(What this task involves)
Search the entries below for the word "rough", then copy each line in which it is found.
*** Opening of Data ***
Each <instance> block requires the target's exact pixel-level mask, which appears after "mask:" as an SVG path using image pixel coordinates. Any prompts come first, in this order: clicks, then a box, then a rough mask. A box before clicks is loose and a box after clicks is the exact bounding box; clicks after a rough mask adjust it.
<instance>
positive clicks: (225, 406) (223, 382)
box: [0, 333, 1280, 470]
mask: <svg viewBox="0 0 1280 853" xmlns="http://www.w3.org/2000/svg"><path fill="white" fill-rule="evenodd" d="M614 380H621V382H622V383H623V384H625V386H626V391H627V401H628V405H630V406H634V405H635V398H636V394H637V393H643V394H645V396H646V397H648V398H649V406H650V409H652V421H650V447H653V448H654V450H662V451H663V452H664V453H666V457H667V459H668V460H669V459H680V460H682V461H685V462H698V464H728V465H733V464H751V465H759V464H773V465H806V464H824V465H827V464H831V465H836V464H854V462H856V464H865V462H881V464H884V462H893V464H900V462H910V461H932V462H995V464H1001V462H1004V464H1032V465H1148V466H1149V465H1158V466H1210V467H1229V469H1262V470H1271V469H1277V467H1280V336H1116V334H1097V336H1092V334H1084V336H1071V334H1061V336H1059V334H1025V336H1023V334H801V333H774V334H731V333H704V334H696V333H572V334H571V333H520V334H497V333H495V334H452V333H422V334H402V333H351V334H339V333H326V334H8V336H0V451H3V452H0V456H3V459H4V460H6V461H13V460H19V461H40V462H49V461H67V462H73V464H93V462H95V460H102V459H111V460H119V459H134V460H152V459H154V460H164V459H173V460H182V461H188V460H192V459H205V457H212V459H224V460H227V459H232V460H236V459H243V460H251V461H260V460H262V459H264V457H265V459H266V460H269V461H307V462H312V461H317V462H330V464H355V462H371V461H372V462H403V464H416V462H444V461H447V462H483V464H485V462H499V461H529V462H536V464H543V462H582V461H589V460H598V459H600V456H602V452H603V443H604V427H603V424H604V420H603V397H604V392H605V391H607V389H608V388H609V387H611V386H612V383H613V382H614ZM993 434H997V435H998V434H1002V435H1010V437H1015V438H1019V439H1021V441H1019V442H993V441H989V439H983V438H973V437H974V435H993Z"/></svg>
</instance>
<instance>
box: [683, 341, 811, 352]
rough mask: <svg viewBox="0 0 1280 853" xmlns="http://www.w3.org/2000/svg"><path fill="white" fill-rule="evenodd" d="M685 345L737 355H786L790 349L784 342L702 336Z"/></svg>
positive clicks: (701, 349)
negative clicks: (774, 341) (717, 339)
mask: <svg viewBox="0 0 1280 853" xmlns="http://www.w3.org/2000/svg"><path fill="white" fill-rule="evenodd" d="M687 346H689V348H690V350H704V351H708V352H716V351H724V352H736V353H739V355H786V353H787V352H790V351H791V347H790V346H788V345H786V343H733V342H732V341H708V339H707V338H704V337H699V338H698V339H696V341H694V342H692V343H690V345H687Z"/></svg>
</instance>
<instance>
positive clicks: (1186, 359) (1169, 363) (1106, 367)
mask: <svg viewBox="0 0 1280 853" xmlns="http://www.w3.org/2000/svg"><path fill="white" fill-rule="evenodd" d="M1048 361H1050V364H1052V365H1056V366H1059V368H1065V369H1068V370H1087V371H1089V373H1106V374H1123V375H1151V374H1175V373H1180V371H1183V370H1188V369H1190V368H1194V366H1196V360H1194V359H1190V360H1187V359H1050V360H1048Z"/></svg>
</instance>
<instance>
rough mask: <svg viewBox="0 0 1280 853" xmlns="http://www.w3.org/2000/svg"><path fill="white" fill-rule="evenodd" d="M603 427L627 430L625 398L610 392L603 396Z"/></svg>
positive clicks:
*** Close of Data ***
(Task output)
Each <instance> block requires the target's exact pixel-level mask, which appears after "mask:" as an SVG path using image pixel coordinates. Any prompts come first, in this order: clicks, then a box, then a rough mask. A box before clicks is loose and a box after clicks is the exact bounding box; clicks after a rough mask adjust it.
rough mask: <svg viewBox="0 0 1280 853" xmlns="http://www.w3.org/2000/svg"><path fill="white" fill-rule="evenodd" d="M685 345L737 355H786L790 349L784 342L702 336Z"/></svg>
rough mask: <svg viewBox="0 0 1280 853" xmlns="http://www.w3.org/2000/svg"><path fill="white" fill-rule="evenodd" d="M603 427L627 430L625 398L610 392L603 396Z"/></svg>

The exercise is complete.